> THE REQUEST
In the excerpt about the Land Rover billboard, what camera and lens were used to take the image?

> EXCERPTED PASSAGE
········

I sold this image last month to an ad agency working for Land Rover. It’s being used, as you can see, in a campaign during September, on this 96-sheet billboard, which is the largest that they make in the UK, at 12m by 3m - that’s big! It’s just around the corner – on the A41 between Brent Cross and Golders Green.
I did have to run in to the central reservation to get the picture (on a bit of a grim day) and I could have removed the annoying lampost, but ........
It’s certainly a nice image, but it does have some unusual elements. It was taken in November 2015 at 6.30am, just before the sun actually rose, on my D7100 with a 24-120mm f/4 lens. I was working with HDR techniques and it’s therefore a combination of 4 images over about 4 stops, using f/11 and 1.6s, 3s, 13s and 20s. The camera was at 50mm and ISO 100. Nowadays, I wouldn’t really bother so much with HDR, as I can probably get as good an image (if not better) with the massive dynamic range of my D810. HDR certainly pulls out the best detail from all areas, but at the expense of some movement between the images and general ghosting. In this image, I had actually pulled the shadows back a little too much, which left the milky haze just above the tree line. I guess they liked the milky shadows, as it looks like a ghostly fog/haze above the city. Everything is very subjective in art, of course………
At 5,715 by 3,050 pixels, it is also interesting to look at print sizes. Normally, I would suggest that at 150-200ppi, it would print really well at about A1 size, i.e. 90cm wide. I have printed quite a few out at this size and they all look superb, even close up. Of course, it depends on viewing distance. For a glossy magazine, i.e. an A4/A3 image that is 20-40cm in size, viewed up close at 30cm, you will need the industry standard of at least 300ppi. I know that my A1/A0 prints that are about 1m wide, viewed at about 1m, or even much closer, print superbly at 150-200ppi. So, what happens with a 12m wide billboard?

········

> EXTRACTED RECORDS
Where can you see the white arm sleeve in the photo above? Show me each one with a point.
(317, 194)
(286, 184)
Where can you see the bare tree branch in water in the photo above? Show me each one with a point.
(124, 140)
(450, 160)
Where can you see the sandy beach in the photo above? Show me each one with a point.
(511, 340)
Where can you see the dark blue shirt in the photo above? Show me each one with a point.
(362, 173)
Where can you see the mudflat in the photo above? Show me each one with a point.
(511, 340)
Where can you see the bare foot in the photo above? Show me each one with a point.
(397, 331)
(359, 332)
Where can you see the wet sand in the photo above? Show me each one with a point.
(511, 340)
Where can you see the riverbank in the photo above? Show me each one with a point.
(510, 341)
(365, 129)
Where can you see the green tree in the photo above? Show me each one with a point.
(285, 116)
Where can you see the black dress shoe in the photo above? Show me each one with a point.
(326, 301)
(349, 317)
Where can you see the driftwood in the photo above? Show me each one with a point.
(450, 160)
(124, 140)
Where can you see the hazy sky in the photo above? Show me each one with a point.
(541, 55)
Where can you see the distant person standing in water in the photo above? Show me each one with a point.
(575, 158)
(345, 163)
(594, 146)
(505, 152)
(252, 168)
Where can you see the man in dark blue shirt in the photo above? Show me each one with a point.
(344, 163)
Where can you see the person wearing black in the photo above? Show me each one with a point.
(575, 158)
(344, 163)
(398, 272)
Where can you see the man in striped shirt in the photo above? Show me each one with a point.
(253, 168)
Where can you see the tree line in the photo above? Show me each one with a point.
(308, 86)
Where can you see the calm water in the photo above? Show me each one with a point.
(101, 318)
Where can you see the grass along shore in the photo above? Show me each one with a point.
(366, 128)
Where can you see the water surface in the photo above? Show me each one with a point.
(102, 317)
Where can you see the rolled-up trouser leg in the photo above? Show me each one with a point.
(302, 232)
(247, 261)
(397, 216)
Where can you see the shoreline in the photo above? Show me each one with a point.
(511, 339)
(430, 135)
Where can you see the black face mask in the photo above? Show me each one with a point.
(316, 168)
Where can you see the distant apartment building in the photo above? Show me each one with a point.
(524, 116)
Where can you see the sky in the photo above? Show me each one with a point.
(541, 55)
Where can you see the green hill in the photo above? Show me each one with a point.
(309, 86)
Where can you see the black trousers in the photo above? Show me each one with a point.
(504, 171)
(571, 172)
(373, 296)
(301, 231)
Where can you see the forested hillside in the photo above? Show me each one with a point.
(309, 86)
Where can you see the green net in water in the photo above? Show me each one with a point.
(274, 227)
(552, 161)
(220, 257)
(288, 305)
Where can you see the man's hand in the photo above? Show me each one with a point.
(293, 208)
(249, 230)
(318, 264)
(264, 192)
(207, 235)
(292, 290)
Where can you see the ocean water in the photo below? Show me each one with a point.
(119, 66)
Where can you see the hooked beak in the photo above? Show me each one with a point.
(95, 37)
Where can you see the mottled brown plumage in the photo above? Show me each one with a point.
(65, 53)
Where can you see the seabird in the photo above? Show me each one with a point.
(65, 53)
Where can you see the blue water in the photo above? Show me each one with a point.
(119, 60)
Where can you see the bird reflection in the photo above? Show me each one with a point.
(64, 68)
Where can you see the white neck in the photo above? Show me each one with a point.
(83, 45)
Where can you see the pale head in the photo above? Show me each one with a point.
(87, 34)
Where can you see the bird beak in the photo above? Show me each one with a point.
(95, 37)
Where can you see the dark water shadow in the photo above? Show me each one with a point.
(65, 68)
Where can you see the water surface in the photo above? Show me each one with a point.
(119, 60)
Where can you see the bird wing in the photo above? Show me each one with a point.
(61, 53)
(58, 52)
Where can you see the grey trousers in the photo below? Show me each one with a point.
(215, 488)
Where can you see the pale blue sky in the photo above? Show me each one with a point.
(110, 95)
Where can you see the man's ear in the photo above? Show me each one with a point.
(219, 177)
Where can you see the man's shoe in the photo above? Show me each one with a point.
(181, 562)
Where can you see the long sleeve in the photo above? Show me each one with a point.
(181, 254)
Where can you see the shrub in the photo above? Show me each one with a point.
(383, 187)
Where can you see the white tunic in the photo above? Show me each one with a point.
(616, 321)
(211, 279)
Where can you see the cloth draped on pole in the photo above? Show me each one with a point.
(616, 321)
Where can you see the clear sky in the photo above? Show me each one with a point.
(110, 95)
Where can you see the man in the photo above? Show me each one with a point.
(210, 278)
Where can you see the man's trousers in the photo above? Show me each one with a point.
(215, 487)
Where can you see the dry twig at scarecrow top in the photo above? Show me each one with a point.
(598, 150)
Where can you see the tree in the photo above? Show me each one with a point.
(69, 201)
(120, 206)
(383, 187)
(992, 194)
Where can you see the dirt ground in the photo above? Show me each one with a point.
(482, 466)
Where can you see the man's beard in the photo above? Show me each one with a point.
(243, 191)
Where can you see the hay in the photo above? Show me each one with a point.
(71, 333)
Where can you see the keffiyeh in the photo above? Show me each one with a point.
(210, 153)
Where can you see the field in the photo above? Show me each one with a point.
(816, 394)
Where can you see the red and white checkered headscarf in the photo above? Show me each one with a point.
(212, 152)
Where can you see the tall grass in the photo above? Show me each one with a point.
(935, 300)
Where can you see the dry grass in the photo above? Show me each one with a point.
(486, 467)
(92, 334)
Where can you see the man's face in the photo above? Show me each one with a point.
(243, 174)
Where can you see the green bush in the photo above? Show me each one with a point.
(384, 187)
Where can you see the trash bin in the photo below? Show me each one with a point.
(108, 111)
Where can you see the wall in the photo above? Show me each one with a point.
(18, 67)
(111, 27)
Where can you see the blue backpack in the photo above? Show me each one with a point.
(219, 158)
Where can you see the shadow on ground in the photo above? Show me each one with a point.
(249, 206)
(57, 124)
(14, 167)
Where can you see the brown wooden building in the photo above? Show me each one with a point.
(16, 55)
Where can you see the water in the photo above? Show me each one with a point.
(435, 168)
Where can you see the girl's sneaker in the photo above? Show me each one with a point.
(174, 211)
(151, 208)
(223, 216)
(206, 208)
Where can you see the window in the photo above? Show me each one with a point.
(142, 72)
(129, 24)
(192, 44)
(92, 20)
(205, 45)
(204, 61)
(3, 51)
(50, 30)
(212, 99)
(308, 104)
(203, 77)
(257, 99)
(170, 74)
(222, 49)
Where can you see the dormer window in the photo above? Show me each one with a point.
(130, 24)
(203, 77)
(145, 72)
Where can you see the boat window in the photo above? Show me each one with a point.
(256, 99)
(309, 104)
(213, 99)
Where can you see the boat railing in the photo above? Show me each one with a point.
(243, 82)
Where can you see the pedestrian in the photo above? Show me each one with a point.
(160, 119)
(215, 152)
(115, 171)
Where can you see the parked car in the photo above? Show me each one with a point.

········

> CORRECT RESULT
A D7100 with a 24-120mm f/4 lens.